» **Questions on the material**
• 1. Using the article on the statute of limitations for child sex abuse cases, say whether each statement agrees with it: (a) Catholic Church leaders in Virginia intend to name a specific year as the civil statute of limitations; (b) the Richmond and Arlington dioceses require background checks for employees and volunteers; (c) the House bill would extend the civil statute of limitations to 25 years. For each, answer yes or no and quote the deciding words.
• 2. Carry on the article on the statute of limitations for child sex abuse cases, starting after its final sentence.

» **Supplied text**

--*--

VCC Working With Lawmakers to Change Statute of Limitations

Good article from the Daily Progress concerning the very delicate issue of determining a statute of limitations on sexual abuse cases concerning pedophile or pederast priests

Caruso said Catholic Church leaders in Virginia don’t plan to point to a specific year as an appropriate civil statute of limitations. However, he noted that about 30 states have a civil statute of limitations of two to five years for child sex abuse cases.

“There’s only six states that have a statute of limitations of 25 years or greater, and of the remainder, the majority of those fall in the seven to 10 years range,” Caruso said. “Rather than pointing to a specific number, I think that this survey of what other states do in this area really kind of presents a reasonable context.”

Caruso said that the Richmond and Arlington dioceses have implemented mandatory background checks for employees and volunteers. There’s also been “safe environment” training, and there’s a requirement to report abuse to law enforcement.

Del. David Albo, R-Fairfax County, filed the House bill to extend the civil statute of limitations to 25 years. However, he said that Caruso presented a compelling case for a smaller window.

--*--

» **Source material**
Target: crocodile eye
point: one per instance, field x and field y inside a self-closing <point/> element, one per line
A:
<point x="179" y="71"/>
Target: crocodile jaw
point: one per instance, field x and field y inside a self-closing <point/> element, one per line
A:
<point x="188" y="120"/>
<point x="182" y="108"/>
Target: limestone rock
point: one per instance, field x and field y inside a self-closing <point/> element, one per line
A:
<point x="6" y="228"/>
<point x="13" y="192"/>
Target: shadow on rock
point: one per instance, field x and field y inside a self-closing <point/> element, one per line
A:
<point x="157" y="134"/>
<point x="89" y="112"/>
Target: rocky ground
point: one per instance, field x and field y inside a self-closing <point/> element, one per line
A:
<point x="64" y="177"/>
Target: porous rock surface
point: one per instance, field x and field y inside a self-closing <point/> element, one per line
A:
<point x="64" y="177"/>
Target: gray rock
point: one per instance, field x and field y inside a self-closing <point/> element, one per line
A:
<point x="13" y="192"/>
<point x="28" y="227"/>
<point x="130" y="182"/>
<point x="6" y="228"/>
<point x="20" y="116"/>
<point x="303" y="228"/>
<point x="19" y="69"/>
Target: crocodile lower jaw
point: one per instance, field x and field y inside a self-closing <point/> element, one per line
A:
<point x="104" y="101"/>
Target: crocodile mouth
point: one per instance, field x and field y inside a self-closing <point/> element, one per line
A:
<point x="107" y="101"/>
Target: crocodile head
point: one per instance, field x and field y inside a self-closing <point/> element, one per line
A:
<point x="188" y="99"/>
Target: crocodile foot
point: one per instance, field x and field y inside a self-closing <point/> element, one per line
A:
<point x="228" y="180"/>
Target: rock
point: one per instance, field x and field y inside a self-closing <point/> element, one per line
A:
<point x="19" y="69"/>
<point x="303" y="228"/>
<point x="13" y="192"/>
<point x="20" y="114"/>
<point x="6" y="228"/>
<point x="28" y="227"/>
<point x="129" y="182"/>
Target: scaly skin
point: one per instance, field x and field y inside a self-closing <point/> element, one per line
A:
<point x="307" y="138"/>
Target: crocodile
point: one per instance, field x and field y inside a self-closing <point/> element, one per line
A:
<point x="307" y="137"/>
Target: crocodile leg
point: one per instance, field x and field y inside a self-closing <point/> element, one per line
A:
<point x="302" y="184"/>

--*--

» **Answers below**
• 1.
(a) No: "Caruso said Catholic Church leaders in Virginia don’t plan to point to a specific year as an appropriate civil statute of limitations."
(b) Yes: "the Richmond and Arlington dioceses have implemented mandatory background checks for employees and volunteers."
(c) Yes: "filed the House bill to extend the civil statute of limitations to 25 years."

• 2.
“They’re probably right,” Albo said. “If it was 25 years it creates a problem, because what if you discovered it when you were 40? And then you have 25 more years? You’d be trialing a case 55 years after the event happened. And witnesses pass away. People forget [things].”

This is not an easy issue to sort out.  On one hand, there’s your traditional anti-Catholicism running amok that just wants to stick it to the Catholic Church.  On the other hand, this is not an isolated problem.

According to the 2004 study “the most accurate data available at this time” indicates that “nearly 9.6 percent of students are targets of educator sexual misconduct sometime during their school career.”

“Educator sexual misconduct is woefully under-studied,” writes the researcher. “We have scant data on incidence and even less on descriptions of predators and targets. There are many questions that call for answers.”

In an article published on Monday, renowned Catholic commentator George Weigel referred to the Shakeshaft study, and observed that “The sexual and physical abuse of children and young people is a global plague” in which Catholic priests constitute only a small minority of perpetrators.

So where does the line get drawn?  And is the problem one of pedophilia or pederasty?  Rather than treating the symptoms of the problem in a legal fashion, how do we find a way to fix the problem at its source?  We can’t remove children from the classroom or priests/pastors from congregations.

It is appreciative to see that Virginia’s legislators and members of the faith community are dealing with the problem without rushing the job and creating worse monsters.  As the late Fr. Richard John Neuhaus put it, this is an issue of fidelity, fidelity, fidelity all the way through.